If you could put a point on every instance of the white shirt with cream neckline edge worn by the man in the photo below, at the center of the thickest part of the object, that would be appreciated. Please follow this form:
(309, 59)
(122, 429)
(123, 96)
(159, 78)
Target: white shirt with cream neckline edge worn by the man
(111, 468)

+ + + + +

_WHAT TO WORK ON_
Please write out only the lines from the one containing "Target: white shirt" to the end of the records above, exactly, both ends included.

_EXERCISE SOLUTION_
Target: white shirt with cream neckline edge worn by the man
(111, 468)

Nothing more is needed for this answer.